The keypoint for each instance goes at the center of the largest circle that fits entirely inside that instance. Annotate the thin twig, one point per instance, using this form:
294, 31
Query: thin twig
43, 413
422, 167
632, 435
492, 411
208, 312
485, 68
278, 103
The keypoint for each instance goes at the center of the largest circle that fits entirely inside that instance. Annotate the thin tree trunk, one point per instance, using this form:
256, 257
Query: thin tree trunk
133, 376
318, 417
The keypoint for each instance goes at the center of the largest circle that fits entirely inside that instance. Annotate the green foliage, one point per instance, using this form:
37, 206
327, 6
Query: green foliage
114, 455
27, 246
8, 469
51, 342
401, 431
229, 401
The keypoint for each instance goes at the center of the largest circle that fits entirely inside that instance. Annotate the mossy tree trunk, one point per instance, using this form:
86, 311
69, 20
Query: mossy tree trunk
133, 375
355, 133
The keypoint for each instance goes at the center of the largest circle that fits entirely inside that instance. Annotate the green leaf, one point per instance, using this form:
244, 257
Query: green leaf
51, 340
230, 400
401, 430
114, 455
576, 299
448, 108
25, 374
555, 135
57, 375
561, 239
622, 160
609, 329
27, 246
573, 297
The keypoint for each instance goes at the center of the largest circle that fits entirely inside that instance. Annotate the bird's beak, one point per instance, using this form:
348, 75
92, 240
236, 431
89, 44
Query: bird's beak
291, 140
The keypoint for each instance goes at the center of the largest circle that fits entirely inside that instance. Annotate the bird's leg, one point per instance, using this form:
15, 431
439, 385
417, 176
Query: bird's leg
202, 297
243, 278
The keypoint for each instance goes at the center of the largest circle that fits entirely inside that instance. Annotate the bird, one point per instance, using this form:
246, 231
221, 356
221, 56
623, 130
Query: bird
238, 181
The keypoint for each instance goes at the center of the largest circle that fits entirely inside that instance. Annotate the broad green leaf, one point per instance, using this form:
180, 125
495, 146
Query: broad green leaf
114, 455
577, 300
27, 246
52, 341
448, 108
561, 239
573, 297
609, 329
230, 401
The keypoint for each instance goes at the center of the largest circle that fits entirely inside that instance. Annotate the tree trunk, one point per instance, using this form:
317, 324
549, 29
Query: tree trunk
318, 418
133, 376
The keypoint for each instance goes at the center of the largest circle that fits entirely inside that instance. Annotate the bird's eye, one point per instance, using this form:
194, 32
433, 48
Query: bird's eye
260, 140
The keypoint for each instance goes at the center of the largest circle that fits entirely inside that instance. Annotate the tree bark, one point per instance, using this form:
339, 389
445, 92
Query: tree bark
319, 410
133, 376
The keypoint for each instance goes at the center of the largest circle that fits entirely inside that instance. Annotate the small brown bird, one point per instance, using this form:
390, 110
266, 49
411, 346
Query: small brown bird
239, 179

__Exercise directions__: Render the lines of the material from the line containing "tree bark, one" through the end of the material, inclusive, as a JSON list of strings, with one string per line and blank lines omitted.

__Response to the exercise__:
[
  "The keypoint for each instance goes at the center of the largest circle that fits entirely inside that instance. Annotate the tree bark, one point per instance, using this form:",
  "339, 389",
  "445, 92",
  "Query: tree bark",
  "319, 410",
  "133, 376",
  "The keypoint for each instance goes at the center of the largest circle that fits entirely inside that instance. Annotate the small brown bird, one point per instance, using this form:",
  "390, 110",
  "266, 49",
  "411, 346",
  "Query: small brown bird",
  "239, 179"
]